• _EXERCISE DETAILS_
In the material below, the lines from the one containing "[[652, 602], [252, 1393]]" through the one containing "[[135, 1132], [740, 352], [254, 169]]" are to be given again exactly, ends included, and no others.

• _SUPPLIED ENTRIES_
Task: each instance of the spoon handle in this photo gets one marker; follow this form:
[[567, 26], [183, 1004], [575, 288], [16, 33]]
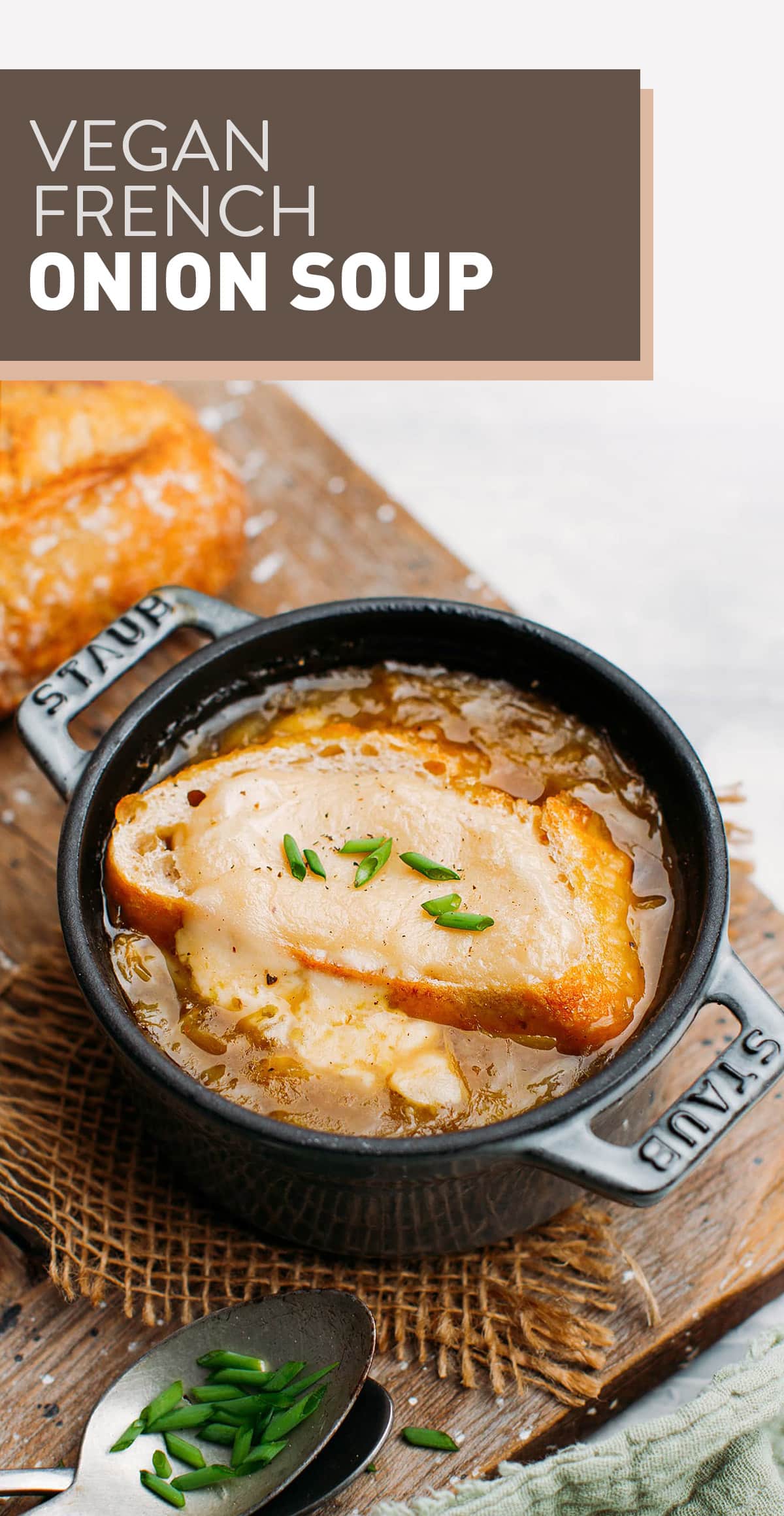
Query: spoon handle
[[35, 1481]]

---

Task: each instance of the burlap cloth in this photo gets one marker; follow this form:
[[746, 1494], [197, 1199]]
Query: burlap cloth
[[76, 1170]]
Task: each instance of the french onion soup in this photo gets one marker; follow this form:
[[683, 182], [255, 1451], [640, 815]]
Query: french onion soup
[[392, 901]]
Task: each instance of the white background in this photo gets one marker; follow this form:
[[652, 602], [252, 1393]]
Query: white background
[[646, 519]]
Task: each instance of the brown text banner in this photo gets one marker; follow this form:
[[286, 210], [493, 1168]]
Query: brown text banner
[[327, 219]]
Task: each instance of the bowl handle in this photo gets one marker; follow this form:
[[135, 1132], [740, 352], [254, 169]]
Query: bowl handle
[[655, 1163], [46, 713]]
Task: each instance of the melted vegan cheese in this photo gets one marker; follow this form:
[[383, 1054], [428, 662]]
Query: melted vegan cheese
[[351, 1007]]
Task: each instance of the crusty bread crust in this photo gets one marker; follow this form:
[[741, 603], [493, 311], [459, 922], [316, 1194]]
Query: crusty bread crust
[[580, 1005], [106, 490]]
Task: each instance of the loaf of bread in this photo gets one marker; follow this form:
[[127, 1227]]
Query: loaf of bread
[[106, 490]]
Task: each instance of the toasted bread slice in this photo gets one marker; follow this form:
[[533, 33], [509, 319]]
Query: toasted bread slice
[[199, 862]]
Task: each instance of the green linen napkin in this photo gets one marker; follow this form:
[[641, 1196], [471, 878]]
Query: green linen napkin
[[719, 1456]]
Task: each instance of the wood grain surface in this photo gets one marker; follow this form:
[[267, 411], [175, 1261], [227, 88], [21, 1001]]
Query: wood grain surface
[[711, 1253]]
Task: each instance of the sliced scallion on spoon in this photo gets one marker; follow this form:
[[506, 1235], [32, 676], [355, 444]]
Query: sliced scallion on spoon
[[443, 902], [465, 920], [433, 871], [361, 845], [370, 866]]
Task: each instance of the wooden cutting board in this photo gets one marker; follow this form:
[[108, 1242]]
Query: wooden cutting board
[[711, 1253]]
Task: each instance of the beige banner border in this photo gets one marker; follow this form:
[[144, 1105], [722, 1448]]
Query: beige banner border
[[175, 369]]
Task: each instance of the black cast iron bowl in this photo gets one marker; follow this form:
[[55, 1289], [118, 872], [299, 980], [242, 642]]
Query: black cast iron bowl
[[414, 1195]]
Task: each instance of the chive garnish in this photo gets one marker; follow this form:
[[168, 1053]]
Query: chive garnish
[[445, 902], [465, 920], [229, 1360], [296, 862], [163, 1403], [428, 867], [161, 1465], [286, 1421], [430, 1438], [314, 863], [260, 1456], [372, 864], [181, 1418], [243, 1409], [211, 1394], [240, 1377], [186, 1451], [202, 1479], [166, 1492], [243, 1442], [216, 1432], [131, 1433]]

• _SOLUTION BELOW_
[[652, 602], [252, 1393]]
Query: white background
[[646, 519]]
Task: each instance of the brown text banner in this photo gets one marker; follow this form:
[[286, 210], [493, 1168]]
Query: brown text banner
[[327, 219]]
Task: each instance of the bowl handle in this photo gets one marker; follow this form:
[[135, 1132], [740, 352], [254, 169]]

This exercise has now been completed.